-- start of Exercise materials --

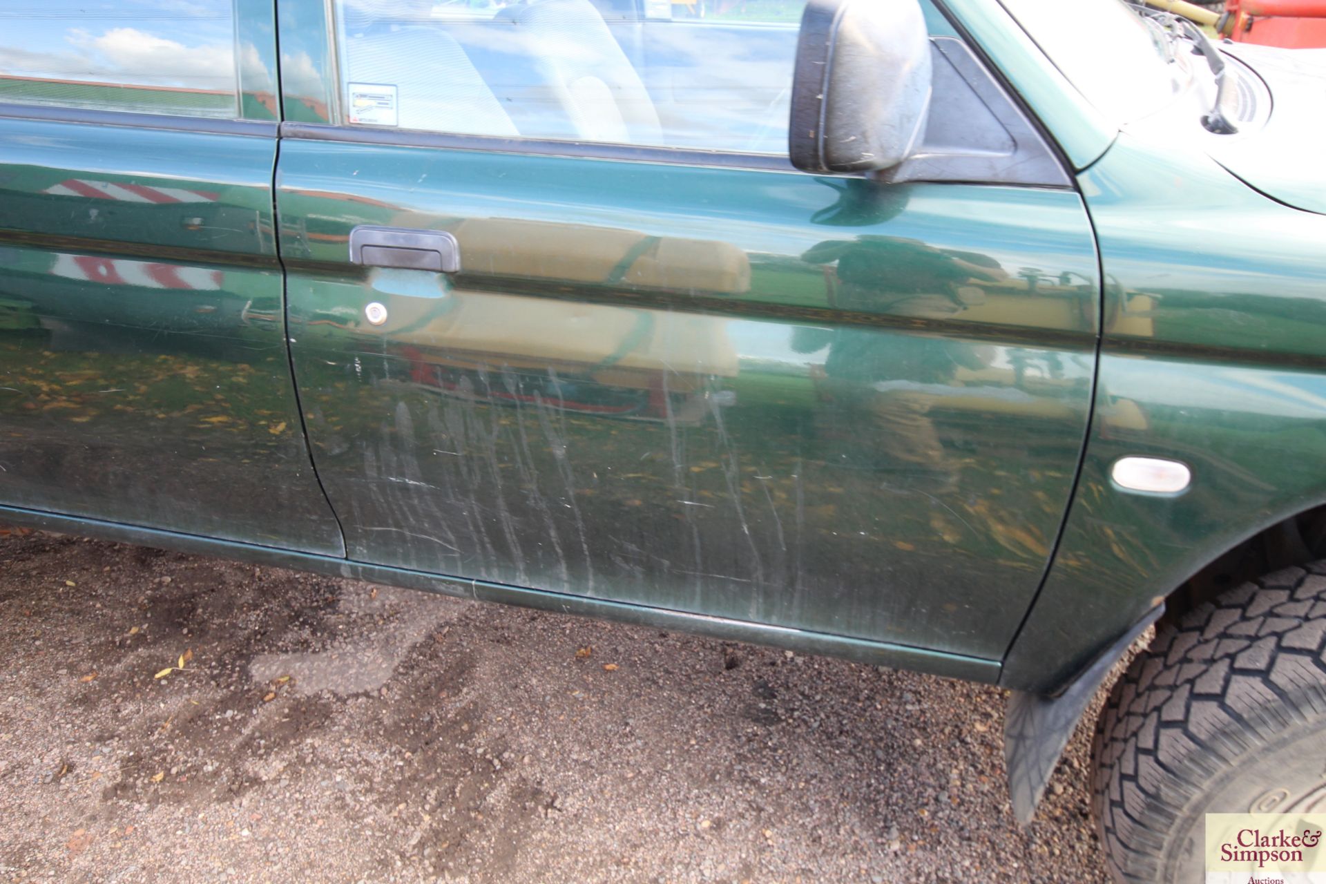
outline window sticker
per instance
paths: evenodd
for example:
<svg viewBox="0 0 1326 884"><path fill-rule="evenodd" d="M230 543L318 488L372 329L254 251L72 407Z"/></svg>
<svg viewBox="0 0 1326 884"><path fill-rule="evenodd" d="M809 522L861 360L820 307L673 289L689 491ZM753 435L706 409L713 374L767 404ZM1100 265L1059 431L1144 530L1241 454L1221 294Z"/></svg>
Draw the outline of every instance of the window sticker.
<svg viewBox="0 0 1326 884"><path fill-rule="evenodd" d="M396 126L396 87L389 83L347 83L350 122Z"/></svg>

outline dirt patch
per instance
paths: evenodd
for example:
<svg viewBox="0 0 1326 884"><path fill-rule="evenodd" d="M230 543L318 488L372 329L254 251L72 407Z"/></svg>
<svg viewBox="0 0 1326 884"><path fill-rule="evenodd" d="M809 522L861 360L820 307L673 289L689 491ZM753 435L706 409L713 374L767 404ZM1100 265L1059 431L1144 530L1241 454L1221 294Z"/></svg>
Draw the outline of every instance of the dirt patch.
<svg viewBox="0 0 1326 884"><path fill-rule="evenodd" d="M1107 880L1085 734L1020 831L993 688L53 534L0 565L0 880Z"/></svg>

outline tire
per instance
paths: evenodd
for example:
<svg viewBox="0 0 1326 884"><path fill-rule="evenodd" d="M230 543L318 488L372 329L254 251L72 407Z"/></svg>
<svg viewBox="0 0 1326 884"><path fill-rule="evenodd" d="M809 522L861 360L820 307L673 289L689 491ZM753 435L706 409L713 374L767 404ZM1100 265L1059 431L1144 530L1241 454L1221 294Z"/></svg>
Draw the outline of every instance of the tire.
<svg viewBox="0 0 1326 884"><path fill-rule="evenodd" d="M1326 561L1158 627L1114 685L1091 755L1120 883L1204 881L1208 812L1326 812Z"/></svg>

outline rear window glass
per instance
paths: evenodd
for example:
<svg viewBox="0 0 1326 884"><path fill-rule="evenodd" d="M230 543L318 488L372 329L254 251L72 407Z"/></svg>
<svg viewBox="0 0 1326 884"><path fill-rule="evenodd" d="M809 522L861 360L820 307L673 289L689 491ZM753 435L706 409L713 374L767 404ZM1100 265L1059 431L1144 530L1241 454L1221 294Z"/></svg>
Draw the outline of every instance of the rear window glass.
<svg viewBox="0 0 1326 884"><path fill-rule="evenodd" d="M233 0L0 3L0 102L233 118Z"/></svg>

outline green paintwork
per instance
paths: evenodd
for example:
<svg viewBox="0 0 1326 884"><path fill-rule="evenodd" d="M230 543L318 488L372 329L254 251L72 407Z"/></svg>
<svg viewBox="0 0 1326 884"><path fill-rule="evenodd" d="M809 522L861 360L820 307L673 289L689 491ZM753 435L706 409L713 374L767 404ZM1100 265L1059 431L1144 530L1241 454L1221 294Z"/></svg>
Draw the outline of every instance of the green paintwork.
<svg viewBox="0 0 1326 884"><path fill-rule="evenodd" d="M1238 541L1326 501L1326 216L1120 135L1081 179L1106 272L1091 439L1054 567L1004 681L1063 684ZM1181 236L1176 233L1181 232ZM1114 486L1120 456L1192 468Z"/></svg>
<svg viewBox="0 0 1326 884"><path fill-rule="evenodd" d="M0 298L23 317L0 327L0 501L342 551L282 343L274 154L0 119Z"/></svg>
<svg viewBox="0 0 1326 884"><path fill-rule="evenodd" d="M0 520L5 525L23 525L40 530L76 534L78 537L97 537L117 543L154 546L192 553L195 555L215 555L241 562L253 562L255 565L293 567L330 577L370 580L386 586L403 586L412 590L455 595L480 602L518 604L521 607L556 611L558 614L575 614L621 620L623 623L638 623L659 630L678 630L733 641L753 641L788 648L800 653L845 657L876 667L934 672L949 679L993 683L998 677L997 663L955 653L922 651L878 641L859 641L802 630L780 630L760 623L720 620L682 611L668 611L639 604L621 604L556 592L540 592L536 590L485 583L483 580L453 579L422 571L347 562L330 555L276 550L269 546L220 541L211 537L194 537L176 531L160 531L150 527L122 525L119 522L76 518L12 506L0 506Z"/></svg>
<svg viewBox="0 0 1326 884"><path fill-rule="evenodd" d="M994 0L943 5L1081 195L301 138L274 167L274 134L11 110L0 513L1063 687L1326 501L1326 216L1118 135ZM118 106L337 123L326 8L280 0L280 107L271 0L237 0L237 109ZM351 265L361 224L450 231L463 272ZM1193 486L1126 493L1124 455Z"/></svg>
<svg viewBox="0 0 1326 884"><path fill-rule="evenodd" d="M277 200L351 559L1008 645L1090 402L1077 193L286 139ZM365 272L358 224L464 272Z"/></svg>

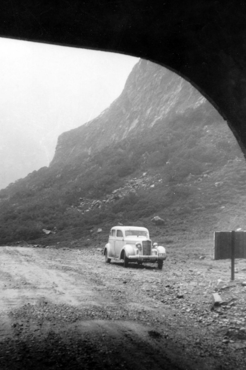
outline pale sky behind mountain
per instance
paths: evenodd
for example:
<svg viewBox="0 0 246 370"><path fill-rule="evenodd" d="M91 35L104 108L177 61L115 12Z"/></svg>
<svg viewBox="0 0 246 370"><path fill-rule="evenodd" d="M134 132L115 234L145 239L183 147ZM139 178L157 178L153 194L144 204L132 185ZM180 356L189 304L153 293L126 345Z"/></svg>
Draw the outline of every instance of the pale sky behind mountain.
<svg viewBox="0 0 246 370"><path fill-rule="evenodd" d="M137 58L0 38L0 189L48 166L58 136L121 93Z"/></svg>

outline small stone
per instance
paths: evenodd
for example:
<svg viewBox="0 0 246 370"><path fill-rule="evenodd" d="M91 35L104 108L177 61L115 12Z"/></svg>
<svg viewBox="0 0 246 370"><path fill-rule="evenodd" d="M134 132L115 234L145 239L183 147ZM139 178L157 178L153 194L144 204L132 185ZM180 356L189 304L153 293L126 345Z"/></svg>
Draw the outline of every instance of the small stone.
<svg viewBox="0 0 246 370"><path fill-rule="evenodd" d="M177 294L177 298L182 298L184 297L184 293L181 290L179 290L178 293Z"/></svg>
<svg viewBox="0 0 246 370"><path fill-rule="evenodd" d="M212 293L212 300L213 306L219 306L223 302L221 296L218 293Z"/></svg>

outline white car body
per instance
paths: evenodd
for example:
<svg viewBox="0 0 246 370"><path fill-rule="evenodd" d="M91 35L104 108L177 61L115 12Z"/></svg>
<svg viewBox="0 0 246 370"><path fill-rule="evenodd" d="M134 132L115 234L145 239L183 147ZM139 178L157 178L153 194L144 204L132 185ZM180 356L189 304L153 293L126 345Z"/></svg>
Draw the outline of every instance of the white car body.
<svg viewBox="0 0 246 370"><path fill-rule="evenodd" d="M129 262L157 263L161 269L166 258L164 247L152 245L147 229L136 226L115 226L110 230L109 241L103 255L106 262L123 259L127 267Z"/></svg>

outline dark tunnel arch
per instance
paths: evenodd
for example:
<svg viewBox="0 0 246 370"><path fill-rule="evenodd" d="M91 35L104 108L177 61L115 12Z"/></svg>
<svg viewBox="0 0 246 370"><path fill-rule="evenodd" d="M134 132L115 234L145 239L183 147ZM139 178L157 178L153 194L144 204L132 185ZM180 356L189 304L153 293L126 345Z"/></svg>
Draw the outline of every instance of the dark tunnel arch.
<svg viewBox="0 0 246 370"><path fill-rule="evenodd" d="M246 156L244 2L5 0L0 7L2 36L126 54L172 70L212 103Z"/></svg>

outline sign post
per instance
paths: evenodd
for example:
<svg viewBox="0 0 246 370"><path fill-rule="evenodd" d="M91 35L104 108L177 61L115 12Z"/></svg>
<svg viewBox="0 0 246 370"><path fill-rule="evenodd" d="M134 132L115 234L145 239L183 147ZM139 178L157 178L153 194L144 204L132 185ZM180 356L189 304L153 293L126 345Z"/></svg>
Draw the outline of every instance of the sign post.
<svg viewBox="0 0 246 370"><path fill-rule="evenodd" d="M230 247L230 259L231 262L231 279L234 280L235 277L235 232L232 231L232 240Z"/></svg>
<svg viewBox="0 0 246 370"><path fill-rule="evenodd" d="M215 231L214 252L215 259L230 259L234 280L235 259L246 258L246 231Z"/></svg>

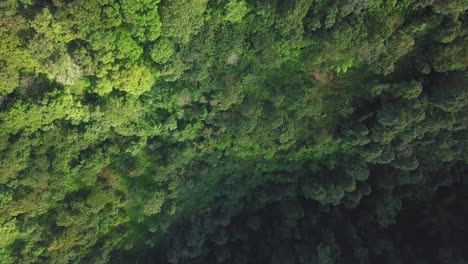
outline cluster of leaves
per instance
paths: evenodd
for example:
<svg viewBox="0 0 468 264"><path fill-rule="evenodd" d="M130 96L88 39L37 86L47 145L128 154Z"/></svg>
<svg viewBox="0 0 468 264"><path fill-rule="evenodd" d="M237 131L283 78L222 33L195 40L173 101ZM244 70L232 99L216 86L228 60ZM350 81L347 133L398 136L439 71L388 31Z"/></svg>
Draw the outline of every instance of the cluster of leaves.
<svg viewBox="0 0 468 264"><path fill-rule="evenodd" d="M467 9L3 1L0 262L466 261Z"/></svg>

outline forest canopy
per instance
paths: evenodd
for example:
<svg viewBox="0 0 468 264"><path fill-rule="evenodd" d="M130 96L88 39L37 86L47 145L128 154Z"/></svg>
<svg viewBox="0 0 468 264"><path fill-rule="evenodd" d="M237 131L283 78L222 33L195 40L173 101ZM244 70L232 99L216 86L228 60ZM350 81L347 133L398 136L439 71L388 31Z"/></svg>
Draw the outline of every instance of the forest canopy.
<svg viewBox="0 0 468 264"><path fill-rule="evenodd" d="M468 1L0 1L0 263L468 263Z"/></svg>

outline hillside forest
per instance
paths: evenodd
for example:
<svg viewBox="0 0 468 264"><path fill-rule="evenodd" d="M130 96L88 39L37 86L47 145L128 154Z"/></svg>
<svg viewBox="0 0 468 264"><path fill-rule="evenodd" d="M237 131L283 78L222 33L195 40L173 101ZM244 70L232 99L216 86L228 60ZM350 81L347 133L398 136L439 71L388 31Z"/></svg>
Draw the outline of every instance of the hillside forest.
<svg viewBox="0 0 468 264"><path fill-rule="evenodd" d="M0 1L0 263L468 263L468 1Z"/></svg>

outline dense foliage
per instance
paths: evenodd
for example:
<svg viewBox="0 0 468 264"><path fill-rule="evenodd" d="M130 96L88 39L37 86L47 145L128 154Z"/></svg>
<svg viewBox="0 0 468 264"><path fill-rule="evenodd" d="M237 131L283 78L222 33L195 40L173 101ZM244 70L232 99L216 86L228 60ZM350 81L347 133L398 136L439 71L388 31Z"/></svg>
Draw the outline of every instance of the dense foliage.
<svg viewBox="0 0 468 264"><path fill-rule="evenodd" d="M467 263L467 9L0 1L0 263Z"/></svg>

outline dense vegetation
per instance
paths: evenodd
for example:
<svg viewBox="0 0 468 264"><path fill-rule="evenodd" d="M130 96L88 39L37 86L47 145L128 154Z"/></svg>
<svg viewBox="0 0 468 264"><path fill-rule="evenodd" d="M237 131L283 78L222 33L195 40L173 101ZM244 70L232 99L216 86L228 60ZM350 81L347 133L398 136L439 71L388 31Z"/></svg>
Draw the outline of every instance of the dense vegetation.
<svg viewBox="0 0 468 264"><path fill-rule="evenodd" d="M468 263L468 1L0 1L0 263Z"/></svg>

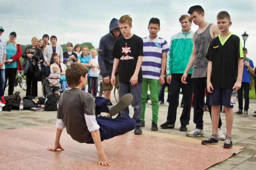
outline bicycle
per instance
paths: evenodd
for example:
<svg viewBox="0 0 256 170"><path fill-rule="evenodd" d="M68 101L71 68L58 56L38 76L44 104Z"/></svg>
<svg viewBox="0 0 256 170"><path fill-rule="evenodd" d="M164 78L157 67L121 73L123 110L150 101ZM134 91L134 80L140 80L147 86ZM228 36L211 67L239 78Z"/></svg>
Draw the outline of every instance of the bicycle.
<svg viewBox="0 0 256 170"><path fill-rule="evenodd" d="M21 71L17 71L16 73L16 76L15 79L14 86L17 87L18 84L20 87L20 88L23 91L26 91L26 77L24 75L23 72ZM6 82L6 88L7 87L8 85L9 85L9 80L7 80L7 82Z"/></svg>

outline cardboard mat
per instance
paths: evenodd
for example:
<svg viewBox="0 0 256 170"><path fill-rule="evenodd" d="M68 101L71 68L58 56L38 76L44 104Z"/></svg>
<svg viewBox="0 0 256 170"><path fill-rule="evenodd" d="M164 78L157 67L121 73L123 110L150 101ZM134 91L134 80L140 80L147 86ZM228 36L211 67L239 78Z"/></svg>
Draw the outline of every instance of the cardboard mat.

-- end of Exercise materials --

**Set problem**
Extract everything from the line containing "outline cardboard mat" down to the end of the records, keeping each line unchanged.

**Correct result**
outline cardboard mat
per instance
paths: evenodd
for example:
<svg viewBox="0 0 256 170"><path fill-rule="evenodd" d="M68 101L71 68L58 56L38 76L44 104Z"/></svg>
<svg viewBox="0 0 256 170"><path fill-rule="evenodd" d="M164 78L157 67L121 73L123 110L150 101ZM134 91L134 80L140 80L147 86ZM228 36L211 67L239 78Z"/></svg>
Draw the outline of every instance of the cardboard mat.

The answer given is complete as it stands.